==== EXCERPT PROVIDED ====
Meet Your Future Self: You Might Like Her

Why is it that by mid-February our New Year’s resolutions are faded memories? It’s easy to be optimistic in your declarations with a glass of champagne in hand. Your future self is always disciplined and will never lack determination. However, when that alarm clock goes off and it’s time to hit the gym, your present self has a much harder time being dutiful.

To succeed at changing a habit, your present self must have the same resolve as the future self you envision. Your future self will not quit smoking if your present self is unwilling to forego a cigarette. If the diet always starts tomorrow, it will never begin.

Instead of optimistically imagining what your future self will do, focus on making it easier for your present self to follow the new direction. Everyone knows that present selves can be as hard to turn around as a cruise ship, but remember that even a slight turn of the wheel will set the vessel on a totally new course.

Make 2018 the year that you actually get your money’s worth out of your gym membership. Here is how to set up your present self for lasting success.
==== INFORMATION SHOWN ====
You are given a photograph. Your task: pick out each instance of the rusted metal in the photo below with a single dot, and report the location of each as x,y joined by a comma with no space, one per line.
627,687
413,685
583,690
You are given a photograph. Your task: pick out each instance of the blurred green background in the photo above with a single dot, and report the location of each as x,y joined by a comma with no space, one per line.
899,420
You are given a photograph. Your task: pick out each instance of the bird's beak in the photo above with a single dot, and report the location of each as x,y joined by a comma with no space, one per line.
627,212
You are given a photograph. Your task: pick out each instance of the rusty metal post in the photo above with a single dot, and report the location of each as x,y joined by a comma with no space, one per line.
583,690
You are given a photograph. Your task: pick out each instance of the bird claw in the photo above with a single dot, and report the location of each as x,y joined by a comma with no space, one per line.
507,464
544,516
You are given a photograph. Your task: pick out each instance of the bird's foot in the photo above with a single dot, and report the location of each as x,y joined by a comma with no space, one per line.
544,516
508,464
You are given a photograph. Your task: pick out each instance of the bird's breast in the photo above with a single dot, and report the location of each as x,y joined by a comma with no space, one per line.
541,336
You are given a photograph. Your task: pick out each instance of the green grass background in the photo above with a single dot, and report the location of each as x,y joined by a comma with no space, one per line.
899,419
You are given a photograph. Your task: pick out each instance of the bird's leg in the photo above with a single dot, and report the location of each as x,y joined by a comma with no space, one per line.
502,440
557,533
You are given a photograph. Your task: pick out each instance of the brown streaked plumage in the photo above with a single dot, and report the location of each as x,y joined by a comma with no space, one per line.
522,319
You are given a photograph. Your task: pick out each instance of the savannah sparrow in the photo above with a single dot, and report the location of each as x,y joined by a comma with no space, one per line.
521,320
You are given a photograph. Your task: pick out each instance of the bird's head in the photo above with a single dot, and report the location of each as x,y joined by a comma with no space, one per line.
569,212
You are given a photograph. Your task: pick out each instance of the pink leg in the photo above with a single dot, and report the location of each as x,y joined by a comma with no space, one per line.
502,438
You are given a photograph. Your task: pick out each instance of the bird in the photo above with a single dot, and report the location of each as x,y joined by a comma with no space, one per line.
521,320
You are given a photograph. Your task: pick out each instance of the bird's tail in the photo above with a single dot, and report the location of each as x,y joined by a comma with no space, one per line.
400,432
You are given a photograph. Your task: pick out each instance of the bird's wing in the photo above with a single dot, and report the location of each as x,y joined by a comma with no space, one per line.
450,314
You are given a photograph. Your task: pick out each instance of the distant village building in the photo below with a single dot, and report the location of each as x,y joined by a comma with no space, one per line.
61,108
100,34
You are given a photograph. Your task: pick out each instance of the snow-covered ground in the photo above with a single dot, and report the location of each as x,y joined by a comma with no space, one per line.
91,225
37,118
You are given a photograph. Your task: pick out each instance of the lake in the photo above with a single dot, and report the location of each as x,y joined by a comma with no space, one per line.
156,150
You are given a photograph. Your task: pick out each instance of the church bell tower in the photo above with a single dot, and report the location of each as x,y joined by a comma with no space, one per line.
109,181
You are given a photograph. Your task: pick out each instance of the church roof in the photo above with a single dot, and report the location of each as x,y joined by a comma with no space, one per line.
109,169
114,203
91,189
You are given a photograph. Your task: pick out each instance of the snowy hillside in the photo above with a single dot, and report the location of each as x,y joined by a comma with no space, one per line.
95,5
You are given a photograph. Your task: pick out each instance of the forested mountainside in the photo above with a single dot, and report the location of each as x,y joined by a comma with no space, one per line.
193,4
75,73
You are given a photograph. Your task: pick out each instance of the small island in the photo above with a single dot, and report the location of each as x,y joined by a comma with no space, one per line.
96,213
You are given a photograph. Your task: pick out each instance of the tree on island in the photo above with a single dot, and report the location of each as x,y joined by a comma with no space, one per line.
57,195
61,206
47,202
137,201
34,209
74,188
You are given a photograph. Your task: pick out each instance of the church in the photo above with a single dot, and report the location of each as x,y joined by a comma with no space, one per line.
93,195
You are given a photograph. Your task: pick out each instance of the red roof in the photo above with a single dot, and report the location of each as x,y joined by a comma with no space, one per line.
====
**PROBLEM TO WORK ON:** Please answer from the future-self article: what does it say present selves can be as hard to turn around as?

**WORKED SOLUTION:** A cruise ship.